RECORDS FOR THIS EXERCISE →
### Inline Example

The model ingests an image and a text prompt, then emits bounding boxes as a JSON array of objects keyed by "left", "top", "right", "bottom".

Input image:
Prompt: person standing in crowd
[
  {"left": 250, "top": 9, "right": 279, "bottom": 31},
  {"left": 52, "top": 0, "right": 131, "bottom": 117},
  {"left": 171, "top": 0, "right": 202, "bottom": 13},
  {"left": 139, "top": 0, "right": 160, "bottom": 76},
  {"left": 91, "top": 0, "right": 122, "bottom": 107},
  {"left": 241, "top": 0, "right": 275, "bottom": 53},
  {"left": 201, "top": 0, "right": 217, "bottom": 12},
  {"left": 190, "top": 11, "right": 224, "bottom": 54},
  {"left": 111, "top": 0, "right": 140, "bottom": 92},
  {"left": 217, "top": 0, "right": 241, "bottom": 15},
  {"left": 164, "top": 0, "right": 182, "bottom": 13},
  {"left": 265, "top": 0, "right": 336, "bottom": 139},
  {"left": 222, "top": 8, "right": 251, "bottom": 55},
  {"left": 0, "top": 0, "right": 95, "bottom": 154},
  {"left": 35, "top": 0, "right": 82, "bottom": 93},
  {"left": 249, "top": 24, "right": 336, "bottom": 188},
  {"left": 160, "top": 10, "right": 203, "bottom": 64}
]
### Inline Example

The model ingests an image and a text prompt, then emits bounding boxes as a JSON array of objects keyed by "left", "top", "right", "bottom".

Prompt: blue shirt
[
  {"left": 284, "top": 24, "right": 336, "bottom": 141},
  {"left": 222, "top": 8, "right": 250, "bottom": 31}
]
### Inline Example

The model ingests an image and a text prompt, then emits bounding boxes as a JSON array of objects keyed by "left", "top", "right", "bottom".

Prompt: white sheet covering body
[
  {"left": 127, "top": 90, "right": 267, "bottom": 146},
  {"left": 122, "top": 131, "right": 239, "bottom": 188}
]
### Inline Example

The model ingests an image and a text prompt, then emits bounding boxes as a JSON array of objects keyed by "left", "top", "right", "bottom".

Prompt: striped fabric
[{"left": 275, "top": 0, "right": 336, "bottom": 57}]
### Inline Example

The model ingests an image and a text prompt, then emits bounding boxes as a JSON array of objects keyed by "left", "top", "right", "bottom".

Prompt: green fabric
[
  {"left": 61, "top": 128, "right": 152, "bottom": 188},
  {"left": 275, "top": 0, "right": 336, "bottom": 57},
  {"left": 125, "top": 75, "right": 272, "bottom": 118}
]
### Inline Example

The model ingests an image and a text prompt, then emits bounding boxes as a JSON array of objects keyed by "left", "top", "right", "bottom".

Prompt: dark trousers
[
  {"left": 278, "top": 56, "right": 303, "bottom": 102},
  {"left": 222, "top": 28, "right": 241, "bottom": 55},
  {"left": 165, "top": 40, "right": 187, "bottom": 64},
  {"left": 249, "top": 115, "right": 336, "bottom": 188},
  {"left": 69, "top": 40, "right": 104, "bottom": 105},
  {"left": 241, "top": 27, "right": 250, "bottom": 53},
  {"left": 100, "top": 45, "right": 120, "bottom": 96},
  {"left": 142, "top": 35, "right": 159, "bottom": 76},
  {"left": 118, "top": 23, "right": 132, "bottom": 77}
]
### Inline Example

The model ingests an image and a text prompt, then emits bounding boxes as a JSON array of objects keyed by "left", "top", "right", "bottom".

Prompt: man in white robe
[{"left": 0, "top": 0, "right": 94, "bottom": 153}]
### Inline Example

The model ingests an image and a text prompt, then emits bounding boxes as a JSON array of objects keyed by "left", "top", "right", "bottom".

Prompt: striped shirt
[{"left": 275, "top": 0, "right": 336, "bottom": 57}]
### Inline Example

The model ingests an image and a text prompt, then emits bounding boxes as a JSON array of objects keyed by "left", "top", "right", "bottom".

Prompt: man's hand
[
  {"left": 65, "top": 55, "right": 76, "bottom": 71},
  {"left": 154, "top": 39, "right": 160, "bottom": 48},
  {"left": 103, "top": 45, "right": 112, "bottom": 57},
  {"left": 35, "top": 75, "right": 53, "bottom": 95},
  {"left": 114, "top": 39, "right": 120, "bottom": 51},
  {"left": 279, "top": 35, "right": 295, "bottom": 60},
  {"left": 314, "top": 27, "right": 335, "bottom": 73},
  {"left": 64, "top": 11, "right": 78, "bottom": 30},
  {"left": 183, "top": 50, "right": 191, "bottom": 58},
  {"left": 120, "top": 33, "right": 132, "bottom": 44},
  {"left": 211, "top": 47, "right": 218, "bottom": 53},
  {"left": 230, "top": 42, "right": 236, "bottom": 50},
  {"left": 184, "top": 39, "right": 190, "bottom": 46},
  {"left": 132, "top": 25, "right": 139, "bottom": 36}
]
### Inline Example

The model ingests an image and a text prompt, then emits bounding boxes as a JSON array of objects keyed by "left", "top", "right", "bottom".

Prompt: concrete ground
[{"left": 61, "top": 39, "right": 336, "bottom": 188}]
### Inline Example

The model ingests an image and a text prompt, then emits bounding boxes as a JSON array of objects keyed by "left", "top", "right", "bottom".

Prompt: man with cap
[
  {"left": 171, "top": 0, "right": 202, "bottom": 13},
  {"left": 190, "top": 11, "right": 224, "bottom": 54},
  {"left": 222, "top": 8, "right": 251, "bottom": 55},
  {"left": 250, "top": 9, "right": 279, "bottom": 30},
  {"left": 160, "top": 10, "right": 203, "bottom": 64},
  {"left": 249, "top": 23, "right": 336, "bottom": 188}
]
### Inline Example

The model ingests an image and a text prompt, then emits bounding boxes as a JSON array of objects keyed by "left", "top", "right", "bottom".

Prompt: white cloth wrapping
...
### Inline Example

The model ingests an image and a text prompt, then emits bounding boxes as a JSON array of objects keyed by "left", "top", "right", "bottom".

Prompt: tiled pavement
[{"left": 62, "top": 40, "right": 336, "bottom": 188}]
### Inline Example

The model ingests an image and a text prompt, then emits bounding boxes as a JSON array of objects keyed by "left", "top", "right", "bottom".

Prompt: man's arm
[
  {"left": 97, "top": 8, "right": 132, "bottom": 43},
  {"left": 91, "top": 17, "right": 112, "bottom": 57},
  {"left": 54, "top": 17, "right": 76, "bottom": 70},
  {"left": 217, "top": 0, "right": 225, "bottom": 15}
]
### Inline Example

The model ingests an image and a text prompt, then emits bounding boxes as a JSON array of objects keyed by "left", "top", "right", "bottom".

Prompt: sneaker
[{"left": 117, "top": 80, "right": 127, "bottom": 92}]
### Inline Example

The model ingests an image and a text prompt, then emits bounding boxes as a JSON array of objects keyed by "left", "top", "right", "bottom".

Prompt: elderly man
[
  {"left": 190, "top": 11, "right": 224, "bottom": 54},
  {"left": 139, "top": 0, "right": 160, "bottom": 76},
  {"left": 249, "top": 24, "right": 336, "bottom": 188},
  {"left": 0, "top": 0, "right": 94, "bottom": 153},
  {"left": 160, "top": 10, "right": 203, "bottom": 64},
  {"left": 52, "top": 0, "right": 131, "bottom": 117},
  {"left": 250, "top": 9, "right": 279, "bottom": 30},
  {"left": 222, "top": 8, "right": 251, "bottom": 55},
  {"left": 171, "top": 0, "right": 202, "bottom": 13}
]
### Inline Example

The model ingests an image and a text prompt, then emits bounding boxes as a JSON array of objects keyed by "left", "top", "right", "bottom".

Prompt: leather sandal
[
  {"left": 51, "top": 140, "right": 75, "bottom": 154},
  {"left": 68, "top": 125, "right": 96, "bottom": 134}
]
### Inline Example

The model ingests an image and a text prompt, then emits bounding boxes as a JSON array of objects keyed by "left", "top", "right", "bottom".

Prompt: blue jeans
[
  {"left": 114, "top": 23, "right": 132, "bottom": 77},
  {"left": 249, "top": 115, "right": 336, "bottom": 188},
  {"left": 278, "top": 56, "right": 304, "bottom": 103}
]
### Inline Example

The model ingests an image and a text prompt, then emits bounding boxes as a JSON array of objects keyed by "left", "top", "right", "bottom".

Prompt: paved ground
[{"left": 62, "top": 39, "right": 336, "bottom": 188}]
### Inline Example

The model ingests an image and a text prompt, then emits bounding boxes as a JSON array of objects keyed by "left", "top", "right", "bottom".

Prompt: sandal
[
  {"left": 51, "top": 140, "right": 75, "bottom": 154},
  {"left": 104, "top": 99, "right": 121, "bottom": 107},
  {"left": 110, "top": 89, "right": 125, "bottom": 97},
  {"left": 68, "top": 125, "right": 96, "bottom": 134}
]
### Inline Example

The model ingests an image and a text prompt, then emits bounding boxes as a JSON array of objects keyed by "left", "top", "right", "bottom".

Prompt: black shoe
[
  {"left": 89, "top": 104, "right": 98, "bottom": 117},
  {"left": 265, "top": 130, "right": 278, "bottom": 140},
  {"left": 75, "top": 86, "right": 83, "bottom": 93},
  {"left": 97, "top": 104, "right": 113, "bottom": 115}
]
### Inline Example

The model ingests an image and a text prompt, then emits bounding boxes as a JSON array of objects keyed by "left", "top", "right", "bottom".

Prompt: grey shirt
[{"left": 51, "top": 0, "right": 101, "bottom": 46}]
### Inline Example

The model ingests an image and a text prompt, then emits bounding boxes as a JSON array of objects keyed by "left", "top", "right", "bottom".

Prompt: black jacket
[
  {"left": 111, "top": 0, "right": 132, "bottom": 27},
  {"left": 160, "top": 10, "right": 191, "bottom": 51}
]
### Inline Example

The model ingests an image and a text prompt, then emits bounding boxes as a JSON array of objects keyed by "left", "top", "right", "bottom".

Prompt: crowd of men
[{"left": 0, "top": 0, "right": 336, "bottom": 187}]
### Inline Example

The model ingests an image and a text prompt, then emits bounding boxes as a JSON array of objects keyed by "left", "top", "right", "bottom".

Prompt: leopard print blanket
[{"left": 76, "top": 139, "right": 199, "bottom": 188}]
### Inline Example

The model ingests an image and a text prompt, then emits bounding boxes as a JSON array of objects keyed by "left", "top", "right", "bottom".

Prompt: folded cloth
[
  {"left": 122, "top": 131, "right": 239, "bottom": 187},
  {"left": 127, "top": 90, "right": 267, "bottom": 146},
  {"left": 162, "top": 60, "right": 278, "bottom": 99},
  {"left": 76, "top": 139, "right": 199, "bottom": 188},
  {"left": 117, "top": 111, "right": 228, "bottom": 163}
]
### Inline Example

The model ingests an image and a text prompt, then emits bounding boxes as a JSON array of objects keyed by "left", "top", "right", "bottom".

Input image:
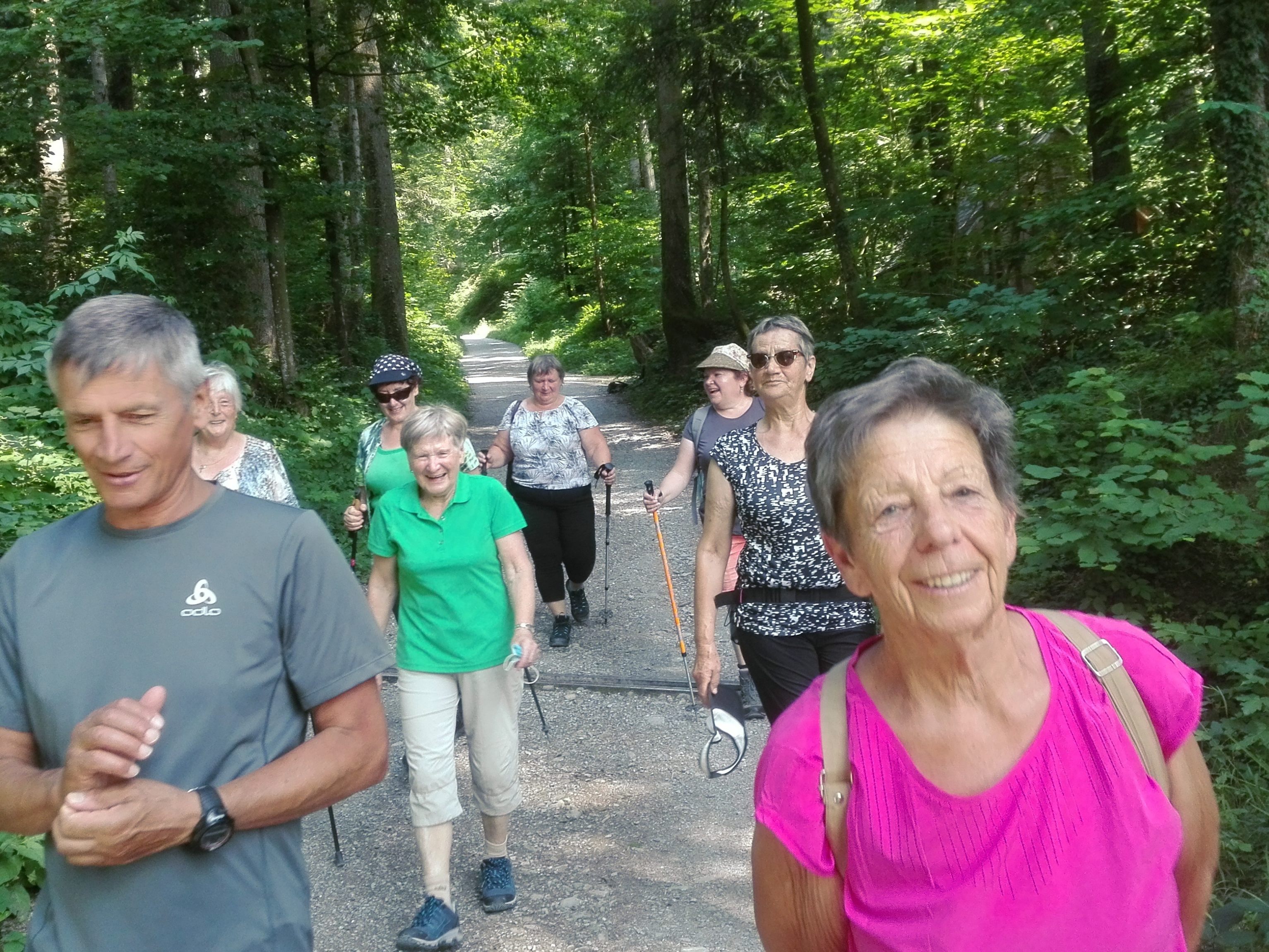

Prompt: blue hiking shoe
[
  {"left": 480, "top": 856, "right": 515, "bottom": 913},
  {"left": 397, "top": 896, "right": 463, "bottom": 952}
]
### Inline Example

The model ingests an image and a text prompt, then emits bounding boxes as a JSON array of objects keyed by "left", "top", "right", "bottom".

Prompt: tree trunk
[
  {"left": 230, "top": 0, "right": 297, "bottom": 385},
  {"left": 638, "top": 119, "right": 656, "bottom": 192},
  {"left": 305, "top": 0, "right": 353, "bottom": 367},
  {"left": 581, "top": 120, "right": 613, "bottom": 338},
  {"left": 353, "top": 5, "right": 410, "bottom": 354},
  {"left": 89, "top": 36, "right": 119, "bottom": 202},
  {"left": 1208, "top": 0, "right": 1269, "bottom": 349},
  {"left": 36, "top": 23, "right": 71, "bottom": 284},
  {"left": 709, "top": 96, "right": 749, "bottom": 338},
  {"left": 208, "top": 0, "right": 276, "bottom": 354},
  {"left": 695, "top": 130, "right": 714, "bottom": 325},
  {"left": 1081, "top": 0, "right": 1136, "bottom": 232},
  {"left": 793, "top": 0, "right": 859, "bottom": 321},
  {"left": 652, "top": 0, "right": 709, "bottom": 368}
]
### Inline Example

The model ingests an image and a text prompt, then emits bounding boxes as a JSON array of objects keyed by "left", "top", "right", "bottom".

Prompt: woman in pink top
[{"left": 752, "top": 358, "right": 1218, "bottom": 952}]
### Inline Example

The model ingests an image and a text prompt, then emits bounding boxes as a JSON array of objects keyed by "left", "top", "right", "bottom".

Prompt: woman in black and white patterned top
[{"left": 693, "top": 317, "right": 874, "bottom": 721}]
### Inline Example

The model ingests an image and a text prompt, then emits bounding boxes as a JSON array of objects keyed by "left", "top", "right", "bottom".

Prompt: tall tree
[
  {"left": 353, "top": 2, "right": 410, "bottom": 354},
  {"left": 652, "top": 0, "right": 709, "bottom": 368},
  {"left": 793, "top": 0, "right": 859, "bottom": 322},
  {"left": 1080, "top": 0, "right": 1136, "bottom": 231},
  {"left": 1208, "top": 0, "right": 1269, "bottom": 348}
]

INSTRUCTION →
How many lines in the material above contain the word "white"? Count only matches in that exact case, and reply with the number alone.

SOLUTION FOR THIS EXERCISE →
4